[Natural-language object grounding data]
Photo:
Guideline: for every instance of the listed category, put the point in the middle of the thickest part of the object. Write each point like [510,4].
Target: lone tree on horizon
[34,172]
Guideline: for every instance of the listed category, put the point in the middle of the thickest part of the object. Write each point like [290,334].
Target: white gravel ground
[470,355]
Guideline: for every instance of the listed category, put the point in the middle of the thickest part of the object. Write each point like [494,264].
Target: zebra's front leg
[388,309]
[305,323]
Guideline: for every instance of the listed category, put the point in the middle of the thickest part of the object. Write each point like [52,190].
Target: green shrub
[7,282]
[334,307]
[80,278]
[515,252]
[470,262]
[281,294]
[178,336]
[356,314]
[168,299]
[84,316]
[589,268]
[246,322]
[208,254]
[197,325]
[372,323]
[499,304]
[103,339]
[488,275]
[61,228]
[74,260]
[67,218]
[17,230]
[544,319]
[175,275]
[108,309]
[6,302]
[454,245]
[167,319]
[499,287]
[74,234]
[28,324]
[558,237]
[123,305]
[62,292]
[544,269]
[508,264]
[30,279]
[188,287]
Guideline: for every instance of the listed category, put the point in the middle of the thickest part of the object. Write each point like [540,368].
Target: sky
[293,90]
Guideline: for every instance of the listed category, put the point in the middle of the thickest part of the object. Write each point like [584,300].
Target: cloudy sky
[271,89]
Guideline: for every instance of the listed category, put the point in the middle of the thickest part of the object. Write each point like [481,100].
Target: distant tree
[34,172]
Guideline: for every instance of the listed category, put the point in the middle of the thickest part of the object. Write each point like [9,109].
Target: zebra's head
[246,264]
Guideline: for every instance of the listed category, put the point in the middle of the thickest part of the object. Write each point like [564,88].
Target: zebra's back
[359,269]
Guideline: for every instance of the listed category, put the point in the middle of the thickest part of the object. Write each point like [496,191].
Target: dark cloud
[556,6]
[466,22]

→ **About this task**
Each line from the beginning of the entries to the line with "point like [584,300]." must be repeated exactly, with both end lines kept and no other lines given.

→ **Answer box**
Photo:
Guideline: for every instance of the listed category, put the point in the middle of the thickest part of the object. Write each point like [510,4].
Target: lone tree on horizon
[34,172]
Guideline: for every instance of the listed category, put the point in the middle of the thickest part of the object. Write each point like [290,334].
Target: white gravel ground
[470,355]
Guideline: for every instance of the listed category, put the point in the middle of the thickest part of the object. Write each point like [494,264].
Target: zebra's front leg
[388,309]
[305,323]
Guideline: for every instance of the listed category, put the point in the middle of the thickest part of the object. Write each point like [52,190].
Target: green shrub
[7,282]
[334,307]
[80,278]
[515,252]
[470,262]
[281,294]
[178,336]
[356,314]
[168,299]
[84,316]
[589,268]
[246,322]
[208,254]
[197,325]
[372,323]
[499,304]
[103,339]
[488,275]
[61,228]
[74,260]
[67,218]
[17,230]
[544,319]
[175,275]
[108,309]
[6,302]
[454,245]
[167,319]
[499,287]
[74,234]
[28,324]
[558,237]
[123,305]
[62,292]
[544,269]
[508,264]
[30,279]
[188,287]
Guideline: for every instance of the listed category, put the point in the middle of the thickest part of the object. Write each point like [540,368].
Target: sky
[293,90]
Guideline: for every instance of the listed category, put the point in the middle of the thickest part of the object. Write each point like [584,300].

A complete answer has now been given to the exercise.